=== Passage ===
# Intro to Pandas


### What is pandas?

pandas is a python library for data analysis and manipulation.
Pandas provides two additional data structures to python, namely series and dataframe.
these two data structures helps us to work on labeled and relational data.

### Why use Pandas?

To achieve most efficient results in AI & ML space we need to work on large datasets,
but it is just not about quantity but also about quality of data.
pandas helps us to work on large datasets and also helps us to clean and prepare the data for further analysis.
and for every training algorithm the data needs to be in a particular format, clear of any outliers.
pandas helps us to achieve that.

Other advantages are following:

   - Allows the use of labels for rows and columns
   - Can calculate rolling statistics on time series data
   - Easy handling of NaN values
   - Is able to load data of different formats into DataFrames
   - Can join and merge different datasets together
   - It integrates with NumPy and Matplotlib

### pandas series

#### what is pandas series?

pandas series is a one-dimensional labeled array capable of holding data of any type(integer, string, float, python objects, etc.).
The axis labels are collectively called index.
=== Collected material ===
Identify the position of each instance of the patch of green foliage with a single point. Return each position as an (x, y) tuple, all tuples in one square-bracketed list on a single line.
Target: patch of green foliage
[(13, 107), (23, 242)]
===
== Requests ==
a) List every advantage of pandas that the pandas introduction gives in its bulleted list.
b) Pick up the pandas introduction after its final sentence and continue writing it.
None of the data is needed here.

== Answers to each task ==
a)
- Allows the use of labels for rows and columns
- Can calculate rolling statistics on time series data
- Easy handling of NaN values
- Is able to load data of different formats into DataFrames
- Can join and merge different datasets together
- It integrates with NumPy and Matplotlib

b)
Pandas series can be created using various inputs like −
Array
dict
scalar value or constant

#### what is the difference between numpy array and pandas series?


In pandas series, the index is not just an integer but can be any value like string, integer, float, etc.
numpy array is a collection of items of the same type and pandas series is a collection of items of different types.


### Creating Pandas Series


In [None]:
# conda install pandas
# pip install pandas

import pandas as pd
import numpy as np

# create a pandas series using a python list
# series = pd.Series([1, 2, 3, 4, 5])
# print(series)
#
# # # create a pandas series using a numpy array
# series = pd.Series(np.array([1, 2, 3, 4, 5]))
# # series
# print(series)
#
# # create a pandas series using a python dictionary
# series = pd.Series({'a': 1, 'b': 2, 'c': 3, 'd': 4, 'e': 5})
# print(series)
#
# # create a pandas series using a python list and specify the index
# series = pd.Series([1, 2, 3, 4, 5], index=['apple', 'banana', 'carrot', 'dates', 'egg'])
# print(series)
#
# # create a pandas series using a numpy array and specify the index
# series = pd.Series(np.array([1, 2, 3, 4, 5]), index=['apple', 'banana', 'carrot', 'dates', 'egg'])
# print(series)


#### Pandas series also comes with attributes


In [None]:
series = pd.Series([1, 2, 3, 4, 5], index=['apple', 'banana', 'carrot', 'dates', 'egg'])
print(series.shape)
print(series.ndim)
print(series.size)
print(series.values)
print(series.index)


#### Accessing and deleting elements in pandas series


In [None]:
series = pd.Series([1, 2, 3, 4, 5], index=['apple', 'banana', 'carrot', 'dates', 'egg'])
# print(series[0])
# print(series['carrot'])
series.iloc[[2, 3]]
# series.iloc[['apple', 'egg']]

#### change elements in a panda series


In [None]:
series = pd.Series([1, 2, 3, 4, 5], index=['apple', 'banana', 'carrot', 'dates', 'egg'])
series[0] = 10
print(series,'\n')

print('after change', '\n')

series['apple'] = 20
print(series)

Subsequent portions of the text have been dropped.